* TEXT SEGMENT:
........
His father Carl Payne said he learned to walk and talk later than his siblings and stuttered into his late teens. A supervisor at a Pizza Hut where Payne worked briefly as a teenager described him as "slower mentally" and "mentally challenged," saying he struggled to follow simple instructions.

One teacher called Payne "mentally retarded," according to Wednesday's filing. He attended school through the 12th grade, but he failed the Tennessee Proficiency Exam five times and never graduated. His attorneys said the test was one an average ninth grade student would be able to pass on the first try.

Payne had been scheduled for execution in December last year, but Lee granted him a temporary reprieve due to the COVID-19 pandemic. The stay of execution expired last month, but a new execution date has not been set.

BREAKING: Tennessee Governor Bill Lee has signed a bill to prevent the execution of people living with intellectual disabilities like Pervis Payne, and Pervis' legal team has taken the next step in the fight for justice for Pervis. https://t.co/zJ2TjyvEKc

— The Innocence Project (@innocence) May 12, 2021

Payne's case has been taken up by The Innocence Project, which says his case bears all the hallmarks of a wrongful conviction due to racial bias and crucial missing evidence.

"He is a Black man with an uncontested intellectual disability who was accused of murdering a white woman in a county with a long history of biased criminal justice, and the State is unable to account for key missing evidence that could help prove his innocence," the nonprofit organization's website notes. A petition calling for Payne to be granted clemency has more than 740,000 signatures.

In September last year, a judge ruled to allow DNA testing in Payne's case. His attorneys noted in January that testing showed that Payne's DNA was found only on "items with which he came into contact after hearing cries of distress and entering the apartment of his girlfriend's neighbor."

Payne's DNA was not found on the handle of a knife, but partial DNA evidence from an unknown male was, his attorney said in January.

But there was not enough DNA material to enter it into a national FBI database and attempt to match it to someone else. Key pieces of evidence, including scrapings from Christopher's fingernails that were collected from the crime scene, could not be located for testing, the attorneys said.

"The DNA testing results are consistent with Pervis Payne's long-standing claim of innocence," Payne's attorneys said in a January statement.
........
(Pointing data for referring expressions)
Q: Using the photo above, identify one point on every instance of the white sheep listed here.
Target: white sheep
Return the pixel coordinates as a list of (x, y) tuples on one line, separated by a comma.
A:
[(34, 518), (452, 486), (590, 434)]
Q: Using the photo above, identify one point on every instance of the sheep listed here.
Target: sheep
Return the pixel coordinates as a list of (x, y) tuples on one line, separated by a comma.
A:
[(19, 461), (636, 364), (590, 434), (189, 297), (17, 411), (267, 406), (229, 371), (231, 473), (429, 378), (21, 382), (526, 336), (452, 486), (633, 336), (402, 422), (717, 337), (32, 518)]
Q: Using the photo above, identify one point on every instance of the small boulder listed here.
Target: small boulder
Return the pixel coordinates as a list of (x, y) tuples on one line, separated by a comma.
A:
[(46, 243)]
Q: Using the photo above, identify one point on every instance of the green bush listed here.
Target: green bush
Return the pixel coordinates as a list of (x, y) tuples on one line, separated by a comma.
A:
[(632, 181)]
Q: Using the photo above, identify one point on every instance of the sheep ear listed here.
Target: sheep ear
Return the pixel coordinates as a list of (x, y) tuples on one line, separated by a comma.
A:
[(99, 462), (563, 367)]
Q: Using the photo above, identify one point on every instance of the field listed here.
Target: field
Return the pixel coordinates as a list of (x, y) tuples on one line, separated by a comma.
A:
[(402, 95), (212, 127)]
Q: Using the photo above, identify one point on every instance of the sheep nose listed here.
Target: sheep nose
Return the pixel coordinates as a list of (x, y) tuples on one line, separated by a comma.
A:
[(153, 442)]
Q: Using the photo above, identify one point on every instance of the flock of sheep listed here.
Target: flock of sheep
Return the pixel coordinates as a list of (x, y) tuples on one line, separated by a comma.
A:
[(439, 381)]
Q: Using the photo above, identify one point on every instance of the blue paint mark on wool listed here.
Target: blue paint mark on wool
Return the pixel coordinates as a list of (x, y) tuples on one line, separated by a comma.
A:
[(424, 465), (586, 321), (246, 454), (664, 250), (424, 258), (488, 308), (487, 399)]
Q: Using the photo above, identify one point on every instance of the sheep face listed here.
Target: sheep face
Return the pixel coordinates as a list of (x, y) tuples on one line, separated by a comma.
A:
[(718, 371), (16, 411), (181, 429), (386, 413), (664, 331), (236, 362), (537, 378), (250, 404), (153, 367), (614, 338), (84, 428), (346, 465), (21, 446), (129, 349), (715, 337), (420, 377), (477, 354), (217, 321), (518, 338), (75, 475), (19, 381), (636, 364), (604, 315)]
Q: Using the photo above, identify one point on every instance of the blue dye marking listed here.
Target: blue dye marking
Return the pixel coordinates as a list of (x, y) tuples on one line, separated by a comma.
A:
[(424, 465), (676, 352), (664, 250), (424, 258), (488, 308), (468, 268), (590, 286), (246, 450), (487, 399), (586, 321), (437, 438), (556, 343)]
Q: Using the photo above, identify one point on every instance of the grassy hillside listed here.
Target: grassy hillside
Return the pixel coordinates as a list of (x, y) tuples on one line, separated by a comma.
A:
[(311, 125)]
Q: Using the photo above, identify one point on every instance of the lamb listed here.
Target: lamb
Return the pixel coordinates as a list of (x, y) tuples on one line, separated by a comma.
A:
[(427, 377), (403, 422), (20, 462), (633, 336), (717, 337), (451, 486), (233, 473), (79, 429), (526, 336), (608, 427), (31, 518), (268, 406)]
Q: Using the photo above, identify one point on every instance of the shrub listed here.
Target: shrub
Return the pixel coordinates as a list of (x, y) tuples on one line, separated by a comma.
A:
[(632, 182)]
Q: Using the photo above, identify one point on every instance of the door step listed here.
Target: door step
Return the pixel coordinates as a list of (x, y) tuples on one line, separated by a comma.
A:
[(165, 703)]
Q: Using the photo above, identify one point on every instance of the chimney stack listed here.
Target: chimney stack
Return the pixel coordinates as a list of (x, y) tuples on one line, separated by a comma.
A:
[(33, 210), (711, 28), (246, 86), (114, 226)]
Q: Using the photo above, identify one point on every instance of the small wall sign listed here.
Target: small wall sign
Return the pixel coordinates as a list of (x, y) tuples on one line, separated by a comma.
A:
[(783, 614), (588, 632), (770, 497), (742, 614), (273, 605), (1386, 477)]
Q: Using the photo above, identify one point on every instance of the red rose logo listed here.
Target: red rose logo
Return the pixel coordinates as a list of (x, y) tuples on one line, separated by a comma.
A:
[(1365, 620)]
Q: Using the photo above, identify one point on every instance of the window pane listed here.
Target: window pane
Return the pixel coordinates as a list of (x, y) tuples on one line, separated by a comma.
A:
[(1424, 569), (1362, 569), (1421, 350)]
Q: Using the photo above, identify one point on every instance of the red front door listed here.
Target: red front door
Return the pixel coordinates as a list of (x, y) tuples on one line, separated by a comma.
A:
........
* EXERCISE DIRECTIONS: Please extend the news report on Pervis Payne's case, picking up right after its final sentence.

* ANSWER BOX:
"We continue to find it frustrating and disturbing that the State still has no explanation for how key pieces of DNA evidence that could conclusively prove who committed this crime—including the victim's fingernail clippings—have gone missing."

Tennessee State Rep. G.A. Hardaway Sr, the chairman of the Tennessee Black Caucus, was among those calling on Shelby County District Attorney General Amy Weirich not to fight Payne's intellectual disability claim.

Hardaway, who cosponsored the legislation that allowed Payne to petition the court, said: "The motto on the Shelby County District Attorney's website is 'Do the right thing every day for the right reason.' Well, now is the time to do the right thing.

"D.A. Weirich should join with the Memphis community—her constituents—and agree that Pervis Payne is a person with intellectual disability. As such, his execution would be unconstitutional."

Payne didn't claim an intellectual disability until after his appeals were exhausted, which involved reopening his case and required a change in state law.

In a statement provided to Newsweek, Weirich said Payne "could have filed a claim of intellectual disability during the period previously set by the legislature for filing such claims. Payne's attorneys chose not to do so.

"It was only after it was too late that Payne's attorneys decided to file. The new law signed by Governor Lee allows Payne to file the petition today, which he has done. It will now be up to the courts to decide, based upon the evidence presented and the law."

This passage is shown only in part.